**Task inputs**
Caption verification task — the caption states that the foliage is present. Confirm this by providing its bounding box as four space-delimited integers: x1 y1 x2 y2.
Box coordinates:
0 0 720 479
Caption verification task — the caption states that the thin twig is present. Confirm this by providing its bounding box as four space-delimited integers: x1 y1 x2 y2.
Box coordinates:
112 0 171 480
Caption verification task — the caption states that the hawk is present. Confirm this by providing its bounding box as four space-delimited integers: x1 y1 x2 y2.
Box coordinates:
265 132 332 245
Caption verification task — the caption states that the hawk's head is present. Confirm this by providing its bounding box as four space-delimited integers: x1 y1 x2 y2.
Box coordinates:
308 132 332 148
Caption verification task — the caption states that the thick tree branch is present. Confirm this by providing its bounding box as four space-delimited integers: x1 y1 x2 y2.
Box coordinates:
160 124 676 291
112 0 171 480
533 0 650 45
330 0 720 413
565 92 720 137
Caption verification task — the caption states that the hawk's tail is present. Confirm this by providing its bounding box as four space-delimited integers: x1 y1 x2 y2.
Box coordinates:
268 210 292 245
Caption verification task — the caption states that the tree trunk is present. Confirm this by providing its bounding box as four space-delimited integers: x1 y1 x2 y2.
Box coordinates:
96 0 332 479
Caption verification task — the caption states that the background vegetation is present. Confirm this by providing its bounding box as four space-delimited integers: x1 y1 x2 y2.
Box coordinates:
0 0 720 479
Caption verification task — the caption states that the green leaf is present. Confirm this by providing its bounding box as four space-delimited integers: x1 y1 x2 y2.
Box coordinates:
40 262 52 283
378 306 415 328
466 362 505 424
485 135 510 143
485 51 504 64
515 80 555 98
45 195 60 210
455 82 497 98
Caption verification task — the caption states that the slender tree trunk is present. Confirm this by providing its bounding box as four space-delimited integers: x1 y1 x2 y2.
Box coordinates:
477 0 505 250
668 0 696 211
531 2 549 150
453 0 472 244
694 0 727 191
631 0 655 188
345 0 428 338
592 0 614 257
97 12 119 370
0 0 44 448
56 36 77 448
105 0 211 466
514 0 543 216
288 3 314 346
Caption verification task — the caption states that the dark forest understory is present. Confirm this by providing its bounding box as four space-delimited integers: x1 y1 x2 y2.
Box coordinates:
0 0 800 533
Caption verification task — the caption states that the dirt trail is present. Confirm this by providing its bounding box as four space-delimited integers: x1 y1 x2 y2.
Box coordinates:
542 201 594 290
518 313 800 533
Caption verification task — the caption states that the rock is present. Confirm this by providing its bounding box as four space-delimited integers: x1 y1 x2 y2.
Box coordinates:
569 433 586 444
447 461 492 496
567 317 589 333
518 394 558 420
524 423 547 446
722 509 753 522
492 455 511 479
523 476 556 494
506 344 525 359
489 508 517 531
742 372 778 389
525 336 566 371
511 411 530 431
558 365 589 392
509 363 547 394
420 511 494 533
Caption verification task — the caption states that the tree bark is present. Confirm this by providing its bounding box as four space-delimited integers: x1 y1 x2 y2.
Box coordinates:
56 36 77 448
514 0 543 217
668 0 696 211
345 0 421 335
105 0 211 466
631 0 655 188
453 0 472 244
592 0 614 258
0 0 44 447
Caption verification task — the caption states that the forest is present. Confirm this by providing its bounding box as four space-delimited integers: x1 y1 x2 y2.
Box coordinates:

**What to work on**
Tally the lines in the listing above that contain the string "forest" and state only the resulting number.

**Reply to the task**
2